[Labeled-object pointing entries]
------------------------------------

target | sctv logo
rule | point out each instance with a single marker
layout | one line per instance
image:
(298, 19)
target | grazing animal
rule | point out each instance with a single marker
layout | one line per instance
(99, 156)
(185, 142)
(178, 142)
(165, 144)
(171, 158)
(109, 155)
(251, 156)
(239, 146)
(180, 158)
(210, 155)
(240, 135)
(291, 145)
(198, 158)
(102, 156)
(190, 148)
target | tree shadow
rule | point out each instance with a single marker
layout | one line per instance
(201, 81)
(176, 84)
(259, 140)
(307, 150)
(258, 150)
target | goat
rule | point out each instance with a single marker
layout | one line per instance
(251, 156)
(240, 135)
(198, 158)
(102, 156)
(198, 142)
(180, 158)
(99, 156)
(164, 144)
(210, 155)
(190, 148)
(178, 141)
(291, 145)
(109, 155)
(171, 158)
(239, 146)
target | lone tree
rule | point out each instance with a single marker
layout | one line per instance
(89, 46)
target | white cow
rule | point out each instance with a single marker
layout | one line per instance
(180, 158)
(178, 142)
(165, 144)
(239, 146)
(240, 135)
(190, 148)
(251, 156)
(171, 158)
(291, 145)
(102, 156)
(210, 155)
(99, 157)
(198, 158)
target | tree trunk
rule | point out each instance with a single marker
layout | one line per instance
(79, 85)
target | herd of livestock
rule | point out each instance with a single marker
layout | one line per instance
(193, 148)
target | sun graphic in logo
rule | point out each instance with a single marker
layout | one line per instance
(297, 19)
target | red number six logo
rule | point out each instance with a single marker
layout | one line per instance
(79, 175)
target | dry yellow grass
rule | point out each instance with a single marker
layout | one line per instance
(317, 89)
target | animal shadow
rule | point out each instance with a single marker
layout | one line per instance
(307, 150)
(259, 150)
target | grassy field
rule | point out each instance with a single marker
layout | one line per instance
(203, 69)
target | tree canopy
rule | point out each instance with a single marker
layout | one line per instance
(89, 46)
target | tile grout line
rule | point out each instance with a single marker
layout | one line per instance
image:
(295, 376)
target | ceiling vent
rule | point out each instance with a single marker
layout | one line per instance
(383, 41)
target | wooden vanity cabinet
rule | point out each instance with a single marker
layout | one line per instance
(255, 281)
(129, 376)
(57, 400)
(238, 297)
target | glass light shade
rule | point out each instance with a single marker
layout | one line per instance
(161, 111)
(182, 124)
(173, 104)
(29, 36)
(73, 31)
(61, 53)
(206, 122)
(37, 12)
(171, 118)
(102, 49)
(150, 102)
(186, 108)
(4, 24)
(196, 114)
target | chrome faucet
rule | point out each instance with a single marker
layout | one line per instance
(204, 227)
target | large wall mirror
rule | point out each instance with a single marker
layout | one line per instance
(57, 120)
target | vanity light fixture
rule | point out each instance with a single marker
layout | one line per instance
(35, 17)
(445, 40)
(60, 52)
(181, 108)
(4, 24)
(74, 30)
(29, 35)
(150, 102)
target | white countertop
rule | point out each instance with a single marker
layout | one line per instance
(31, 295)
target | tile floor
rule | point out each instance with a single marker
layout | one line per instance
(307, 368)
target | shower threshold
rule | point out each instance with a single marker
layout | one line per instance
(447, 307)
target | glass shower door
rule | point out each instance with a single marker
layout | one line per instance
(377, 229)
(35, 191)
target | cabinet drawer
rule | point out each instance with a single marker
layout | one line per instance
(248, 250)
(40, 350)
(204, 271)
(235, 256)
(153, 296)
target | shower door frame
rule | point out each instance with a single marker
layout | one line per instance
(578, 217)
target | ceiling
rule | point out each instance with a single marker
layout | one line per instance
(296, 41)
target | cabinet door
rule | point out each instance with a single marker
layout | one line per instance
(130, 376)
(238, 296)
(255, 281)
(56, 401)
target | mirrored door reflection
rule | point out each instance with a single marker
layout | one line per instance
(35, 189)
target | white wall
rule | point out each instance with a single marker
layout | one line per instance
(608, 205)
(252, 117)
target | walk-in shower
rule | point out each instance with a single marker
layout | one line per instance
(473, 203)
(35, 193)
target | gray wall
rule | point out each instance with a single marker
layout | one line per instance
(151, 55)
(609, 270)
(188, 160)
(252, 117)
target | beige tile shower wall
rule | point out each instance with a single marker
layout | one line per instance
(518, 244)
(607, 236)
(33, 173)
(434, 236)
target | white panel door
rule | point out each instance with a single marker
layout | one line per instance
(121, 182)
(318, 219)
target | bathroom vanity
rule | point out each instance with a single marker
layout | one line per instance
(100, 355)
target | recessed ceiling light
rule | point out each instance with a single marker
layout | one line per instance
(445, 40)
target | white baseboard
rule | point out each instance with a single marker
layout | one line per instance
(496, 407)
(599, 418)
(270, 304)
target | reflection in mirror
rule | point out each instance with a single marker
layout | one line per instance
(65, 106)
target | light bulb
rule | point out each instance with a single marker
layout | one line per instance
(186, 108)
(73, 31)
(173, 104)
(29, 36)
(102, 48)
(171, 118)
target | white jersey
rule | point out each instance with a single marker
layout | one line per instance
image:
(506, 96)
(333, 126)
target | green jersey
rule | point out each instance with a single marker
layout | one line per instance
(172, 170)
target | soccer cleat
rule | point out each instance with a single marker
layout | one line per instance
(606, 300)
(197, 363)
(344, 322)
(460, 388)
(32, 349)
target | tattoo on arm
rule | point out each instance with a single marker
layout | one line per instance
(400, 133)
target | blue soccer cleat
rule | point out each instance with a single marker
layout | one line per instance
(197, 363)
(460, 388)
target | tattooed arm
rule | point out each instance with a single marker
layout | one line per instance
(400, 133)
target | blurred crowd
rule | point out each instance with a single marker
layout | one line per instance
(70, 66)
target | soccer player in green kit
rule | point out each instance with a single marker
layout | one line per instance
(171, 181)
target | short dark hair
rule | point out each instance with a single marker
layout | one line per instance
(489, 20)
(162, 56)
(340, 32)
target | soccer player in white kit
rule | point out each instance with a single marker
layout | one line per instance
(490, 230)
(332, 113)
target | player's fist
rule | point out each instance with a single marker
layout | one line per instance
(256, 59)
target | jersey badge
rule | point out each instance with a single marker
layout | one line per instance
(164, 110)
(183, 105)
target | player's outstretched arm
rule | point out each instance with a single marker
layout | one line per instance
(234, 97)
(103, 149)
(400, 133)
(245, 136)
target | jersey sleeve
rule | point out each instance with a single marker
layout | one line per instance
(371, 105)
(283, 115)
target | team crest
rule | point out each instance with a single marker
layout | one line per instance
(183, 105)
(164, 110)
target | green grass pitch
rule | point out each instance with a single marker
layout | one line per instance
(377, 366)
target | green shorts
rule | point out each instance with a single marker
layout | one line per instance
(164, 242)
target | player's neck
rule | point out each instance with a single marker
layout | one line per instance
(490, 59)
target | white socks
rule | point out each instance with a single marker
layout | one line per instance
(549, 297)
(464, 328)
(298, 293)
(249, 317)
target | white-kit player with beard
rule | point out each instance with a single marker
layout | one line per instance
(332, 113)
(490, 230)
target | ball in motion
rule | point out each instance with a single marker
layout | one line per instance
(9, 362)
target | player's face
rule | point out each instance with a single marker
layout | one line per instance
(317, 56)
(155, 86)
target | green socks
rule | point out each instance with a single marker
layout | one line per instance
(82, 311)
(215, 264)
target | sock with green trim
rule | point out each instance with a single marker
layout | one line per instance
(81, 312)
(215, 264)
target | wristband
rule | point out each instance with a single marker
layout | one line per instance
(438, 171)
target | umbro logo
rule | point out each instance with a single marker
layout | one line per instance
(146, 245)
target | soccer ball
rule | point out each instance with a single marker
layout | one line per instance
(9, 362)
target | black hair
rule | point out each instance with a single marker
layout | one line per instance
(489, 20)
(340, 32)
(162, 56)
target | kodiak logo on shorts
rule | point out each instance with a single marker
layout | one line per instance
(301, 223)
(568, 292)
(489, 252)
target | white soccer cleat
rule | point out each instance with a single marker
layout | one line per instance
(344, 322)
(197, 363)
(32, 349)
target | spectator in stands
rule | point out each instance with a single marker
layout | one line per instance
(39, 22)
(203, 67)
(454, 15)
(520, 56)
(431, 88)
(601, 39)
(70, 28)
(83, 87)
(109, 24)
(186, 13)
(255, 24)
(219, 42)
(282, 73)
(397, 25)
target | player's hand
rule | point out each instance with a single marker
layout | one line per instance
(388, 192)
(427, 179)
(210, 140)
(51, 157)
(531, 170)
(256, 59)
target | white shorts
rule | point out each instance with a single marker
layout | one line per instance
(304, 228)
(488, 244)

------------------------------------

AIM OF THE EXERCISE:
Return, unchanged, each line from the line containing "target | umbro logo" through the last line of the material.

RESULT BELOW:
target | umbro logo
rule | point out each instance with a single marker
layout | one line per instance
(146, 245)
target | soccer ball
rule | point out each instance with a single marker
layout | one line per instance
(9, 362)
target | black hair
rule | point out each instance with a single marker
layout | one line per instance
(489, 20)
(340, 32)
(162, 56)
target | kodiak logo on shorts
rule | point out each instance with a single marker
layout | one line per instance
(301, 223)
(568, 292)
(489, 252)
target | white soccer cleat
rule | point out each instance with a single marker
layout | one line per instance
(344, 322)
(197, 363)
(32, 349)
target | spectator in stands
rule | point out each instance with a single marker
layout | one line per instance
(39, 22)
(203, 67)
(454, 15)
(520, 56)
(431, 88)
(601, 39)
(70, 28)
(83, 87)
(109, 24)
(186, 13)
(255, 24)
(219, 42)
(282, 73)
(397, 25)
target | player's hand
rule | point out each instance with a single marker
layout | one line per instance
(388, 192)
(427, 179)
(210, 140)
(51, 157)
(531, 170)
(256, 59)
target | white shorts
rule | point out each instance with a single marker
layout | one line per instance
(304, 228)
(488, 244)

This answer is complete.